**What to do:**
1: Answer these questions from the DALL-E text:
(a) Which company created DALL-E 2?
(b) What tool does the writer name for streaming live?
(c) Whom does Copilot help by automating the writing of code?
2: Using the DALL-E text, decide whether each statement is true. Answer yes or no, and quote the words from the text that settle it.
(a) OpenAI is a San Francisco company.
(b) The writer has a clear idea of how DALL-E will eventually be used.
(c) Some of the images in the story were made without artificial intelligence.
3: Reproduce the stretch of the DALL-E text from "Thoughts on my" through "to the world?", word for word.

**Document segment:**
"""

Thoughts on my first week with OpenAI’s amazing text-to-image AI tool
Disclaimer: All images in this story were generated using artificial intelligence.
Every few years, a technology comes along that splits the world neatly into before and after. I remember the first time I saw a YouTube video embedded on a web page; the first time I synced Evernote files between devices; the first time I scanned tweets from people nearby to see what they were saying about a concert I was attending.
I remember the first time I Shazam’d a song, summoned an Uber, and streamed myself live using Meerkat. What makes these moments stand out, I think, is the sense that some unpredictable set of new possibilities had been unlocked. What would the web become when you could easily add video clips to it? When you could summon any file to your phone from the cloud? When you could broadcast yourself to the world?
It’s been a few years since I saw the sort of nascent technology that made me call my friends and say: you’ve got to see this. But this week I did, because I have a new one to add to the list. It’s an image generation tool called DALL-E, and while I have very little idea of how it will eventually be used, it’s one of the most compelling new products I’ve seen since I started writing this newsletter.
Technically, the technology in question is DALL-E 2. It was created by OpenAI, a seven-year-old San Francisco company whose mission is to create a safe and useful artificial general intelligence. OpenAI is already well known in its field for creating GPT-3, a powerful tool for generating sophisticated text passages from simple prompts, and Copilot, a tool that helps automate writing code for software engineers.

"""

**Supplied records:**
"""

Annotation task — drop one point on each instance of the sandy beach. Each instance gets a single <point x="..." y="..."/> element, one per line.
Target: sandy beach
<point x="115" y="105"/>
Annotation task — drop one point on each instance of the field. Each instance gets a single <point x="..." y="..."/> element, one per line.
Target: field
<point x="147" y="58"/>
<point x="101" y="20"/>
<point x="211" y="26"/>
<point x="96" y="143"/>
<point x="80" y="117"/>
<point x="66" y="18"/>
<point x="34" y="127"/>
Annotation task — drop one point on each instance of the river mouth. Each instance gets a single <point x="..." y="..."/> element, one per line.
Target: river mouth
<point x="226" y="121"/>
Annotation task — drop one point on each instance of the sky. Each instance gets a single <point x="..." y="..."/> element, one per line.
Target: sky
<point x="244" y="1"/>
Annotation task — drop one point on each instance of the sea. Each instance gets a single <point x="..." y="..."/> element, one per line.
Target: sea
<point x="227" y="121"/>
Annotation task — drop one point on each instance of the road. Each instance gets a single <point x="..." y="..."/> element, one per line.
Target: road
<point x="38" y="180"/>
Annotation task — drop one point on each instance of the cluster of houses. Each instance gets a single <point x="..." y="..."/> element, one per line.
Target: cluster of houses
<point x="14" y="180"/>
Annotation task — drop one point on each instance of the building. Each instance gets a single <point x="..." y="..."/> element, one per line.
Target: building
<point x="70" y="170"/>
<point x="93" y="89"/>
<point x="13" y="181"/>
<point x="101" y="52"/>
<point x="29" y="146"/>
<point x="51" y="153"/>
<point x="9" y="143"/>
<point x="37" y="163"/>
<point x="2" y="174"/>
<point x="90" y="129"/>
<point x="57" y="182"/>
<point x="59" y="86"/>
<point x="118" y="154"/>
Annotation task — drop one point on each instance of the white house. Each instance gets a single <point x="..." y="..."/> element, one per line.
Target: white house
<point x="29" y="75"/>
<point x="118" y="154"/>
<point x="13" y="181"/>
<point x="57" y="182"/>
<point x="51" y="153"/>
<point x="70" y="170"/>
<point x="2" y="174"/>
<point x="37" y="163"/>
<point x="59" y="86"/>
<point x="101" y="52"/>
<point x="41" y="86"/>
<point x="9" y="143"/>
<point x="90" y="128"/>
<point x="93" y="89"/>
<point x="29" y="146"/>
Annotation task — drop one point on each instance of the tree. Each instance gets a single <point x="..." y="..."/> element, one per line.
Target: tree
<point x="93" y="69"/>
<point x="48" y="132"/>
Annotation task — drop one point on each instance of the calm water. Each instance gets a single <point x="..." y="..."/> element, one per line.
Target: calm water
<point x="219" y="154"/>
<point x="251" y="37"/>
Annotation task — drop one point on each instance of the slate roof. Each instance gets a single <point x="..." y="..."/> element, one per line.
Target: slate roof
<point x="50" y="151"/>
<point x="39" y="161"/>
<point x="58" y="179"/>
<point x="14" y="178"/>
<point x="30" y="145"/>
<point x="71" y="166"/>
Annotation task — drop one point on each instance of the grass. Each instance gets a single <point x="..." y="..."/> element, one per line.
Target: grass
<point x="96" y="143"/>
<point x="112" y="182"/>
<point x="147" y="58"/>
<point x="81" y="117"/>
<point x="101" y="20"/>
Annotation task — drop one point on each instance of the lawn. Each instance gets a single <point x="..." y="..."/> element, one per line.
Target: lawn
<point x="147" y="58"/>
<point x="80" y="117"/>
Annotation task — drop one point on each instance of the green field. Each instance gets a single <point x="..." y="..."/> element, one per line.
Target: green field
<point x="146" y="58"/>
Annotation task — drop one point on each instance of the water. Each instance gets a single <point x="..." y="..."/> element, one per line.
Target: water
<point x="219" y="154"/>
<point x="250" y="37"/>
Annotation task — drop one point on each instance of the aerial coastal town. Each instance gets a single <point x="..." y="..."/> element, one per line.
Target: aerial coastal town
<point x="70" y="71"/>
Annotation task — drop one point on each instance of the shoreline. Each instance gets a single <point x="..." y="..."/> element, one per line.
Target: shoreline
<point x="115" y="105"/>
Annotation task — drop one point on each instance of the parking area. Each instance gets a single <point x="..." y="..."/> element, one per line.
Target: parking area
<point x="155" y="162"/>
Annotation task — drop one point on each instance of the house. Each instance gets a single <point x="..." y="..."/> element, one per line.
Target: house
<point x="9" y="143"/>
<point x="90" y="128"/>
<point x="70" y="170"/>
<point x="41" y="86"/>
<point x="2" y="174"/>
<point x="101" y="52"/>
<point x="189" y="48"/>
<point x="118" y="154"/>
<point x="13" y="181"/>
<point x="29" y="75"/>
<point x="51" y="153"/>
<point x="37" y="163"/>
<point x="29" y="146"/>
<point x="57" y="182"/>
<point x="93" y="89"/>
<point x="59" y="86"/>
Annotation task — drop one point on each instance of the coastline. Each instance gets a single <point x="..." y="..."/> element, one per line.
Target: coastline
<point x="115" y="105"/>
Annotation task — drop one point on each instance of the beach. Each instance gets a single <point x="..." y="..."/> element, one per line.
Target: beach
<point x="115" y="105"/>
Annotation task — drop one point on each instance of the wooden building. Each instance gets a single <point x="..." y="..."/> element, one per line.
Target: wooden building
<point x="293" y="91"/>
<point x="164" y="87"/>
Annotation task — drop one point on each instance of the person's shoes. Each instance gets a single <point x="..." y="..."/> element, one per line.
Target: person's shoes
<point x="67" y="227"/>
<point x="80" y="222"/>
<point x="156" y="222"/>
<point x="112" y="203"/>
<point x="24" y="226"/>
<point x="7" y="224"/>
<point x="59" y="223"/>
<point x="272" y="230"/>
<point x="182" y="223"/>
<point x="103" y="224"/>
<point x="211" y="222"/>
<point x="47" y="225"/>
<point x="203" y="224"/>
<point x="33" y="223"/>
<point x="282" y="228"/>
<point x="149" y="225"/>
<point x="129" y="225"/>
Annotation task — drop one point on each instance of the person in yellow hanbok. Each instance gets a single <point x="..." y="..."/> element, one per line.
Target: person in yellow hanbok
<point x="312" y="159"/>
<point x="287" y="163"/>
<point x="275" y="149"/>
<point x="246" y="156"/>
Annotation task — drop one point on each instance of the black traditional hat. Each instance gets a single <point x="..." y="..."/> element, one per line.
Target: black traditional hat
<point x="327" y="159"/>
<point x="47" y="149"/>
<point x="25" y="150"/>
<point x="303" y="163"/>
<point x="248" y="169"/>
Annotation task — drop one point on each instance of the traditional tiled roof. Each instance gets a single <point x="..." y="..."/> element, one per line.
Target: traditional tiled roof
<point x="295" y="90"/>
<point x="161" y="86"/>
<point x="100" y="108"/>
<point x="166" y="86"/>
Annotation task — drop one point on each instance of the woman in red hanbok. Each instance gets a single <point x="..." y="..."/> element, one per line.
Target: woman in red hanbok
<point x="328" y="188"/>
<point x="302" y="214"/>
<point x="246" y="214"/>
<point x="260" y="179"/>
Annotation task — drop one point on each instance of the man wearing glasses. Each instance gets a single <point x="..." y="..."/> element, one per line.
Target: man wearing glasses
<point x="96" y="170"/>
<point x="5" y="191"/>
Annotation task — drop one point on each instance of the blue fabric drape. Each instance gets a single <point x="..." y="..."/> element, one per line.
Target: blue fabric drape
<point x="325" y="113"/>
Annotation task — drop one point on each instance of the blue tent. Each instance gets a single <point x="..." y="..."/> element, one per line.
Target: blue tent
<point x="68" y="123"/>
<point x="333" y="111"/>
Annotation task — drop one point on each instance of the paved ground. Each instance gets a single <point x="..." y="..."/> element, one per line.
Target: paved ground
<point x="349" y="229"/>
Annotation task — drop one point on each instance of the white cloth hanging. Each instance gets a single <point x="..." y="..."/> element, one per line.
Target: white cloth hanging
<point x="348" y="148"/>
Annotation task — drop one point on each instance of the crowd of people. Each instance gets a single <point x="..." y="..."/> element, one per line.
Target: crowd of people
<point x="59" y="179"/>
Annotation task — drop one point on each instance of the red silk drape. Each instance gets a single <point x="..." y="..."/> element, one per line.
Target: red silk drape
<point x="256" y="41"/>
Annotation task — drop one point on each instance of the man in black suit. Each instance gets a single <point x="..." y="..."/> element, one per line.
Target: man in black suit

"""

**Results:**
1:
(a) OpenAI
(b) Meerkat
(c) Software engineers

2:
(a) Yes: "a seven-year-old San Francisco company"
(b) No: "while I have very little idea of how it will eventually be used"
(c) No: "All images in this story were generated using artificial intelligence."

3:
Thoughts on my first week with OpenAI’s amazing text-to-image AI tool
Disclaimer: All images in this story were generated using artificial intelligence.
Every few years, a technology comes along that splits the world neatly into before and after. I remember the first time I saw a YouTube video embedded on a web page; the first time I synced Evernote files between devices; the first time I scanned tweets from people nearby to see what they were saying about a concert I was attending.
I remember the first time I Shazam’d a song, summoned an Uber, and streamed myself live using Meerkat. What makes these moments stand out, I think, is the sense that some unpredictable set of new possibilities had been unlocked. What would the web become when you could easily add video clips to it? When you could summon any file to your phone from the cloud? When you could broadcast yourself to the world?